Venancio Antonio Morín (1 April 1843 – 28 September 1919) was a Venezuelan military officer and politician. Morín supported the federalists during the Federal War and later Joaquín Crespo and yellow liberalism on several occasions, playing significant military role in the region, participating in the April Revolution, the Legalist Revolution, and quelling uprisings against Crespo. He also held several political positions, including as a member of the Guzmán Blanco state Supreme Court, civil and military chief of the Monagas district (in Guárico state), and deputy to the Constituent Assembly for Miranda state.

== Career ==
Morín was born in San Francisco Javier de Lezama, Guárico state, on 1 April 1843. He served in various political and municipal functions after elections in 1863 and 1864. During the Federal War he supported the federalist side, and in 1864 he captured General Desiderio Escobar, who was traveling through the towns of Altagracia de Orituco to overthrow the president of Guárico State, Zoilo Medrano. During the April Revolution, he assisted General Natividad Solórzano on the liberal side to penetrate the defenses of the town of Lazama up to the town square on 25 February 1870.

» Information:
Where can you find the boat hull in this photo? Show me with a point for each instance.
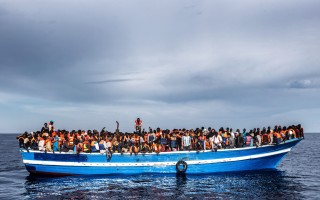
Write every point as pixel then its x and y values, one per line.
pixel 241 159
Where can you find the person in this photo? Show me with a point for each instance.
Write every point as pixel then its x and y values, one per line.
pixel 51 127
pixel 173 139
pixel 216 141
pixel 48 144
pixel 138 125
pixel 45 128
pixel 41 143
pixel 56 143
pixel 20 138
pixel 186 141
pixel 27 141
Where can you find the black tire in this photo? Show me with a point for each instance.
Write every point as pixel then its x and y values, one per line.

» Assigned task 1: From the biography of Venancio Antonio Morín, quote the passage between "Venancio Antonio Morín" and "for Miranda state.", inclusive.
» Assigned task 2:
Decide whether each statement below agrees with the biography of Venancio Antonio Morín. Answer yes or no for each and quote the words from the biography that settle it.
(a) Morín was born in Guárico state.
(b) During the Federal War, Morín backed the side opposed to the federalists.
(c) Morín served as deputy to the Constituent Assembly for Guárico state.

» Response box 1:
Venancio Antonio Morín (1 April 1843 – 28 September 1919) was a Venezuelan military officer and politician. Morín supported the federalists during the Federal War and later Joaquín Crespo and yellow liberalism on several occasions, playing significant military role in the region, participating in the April Revolution, the Legalist Revolution, and quelling uprisings against Crespo. He also held several political positions, including as a member of the Guzmán Blanco state Supreme Court, civil and military chief of the Monagas district (in Guárico state), and deputy to the Constituent Assembly for Miranda state.

» Response box 2:
(a) Yes: "Morín was born in San Francisco Javier de Lezama, Guárico state, on 1 April 1843."
(b) No: "During the Federal War he supported the federalist side"
(c) No: "deputy to the Constituent Assembly for Miranda state."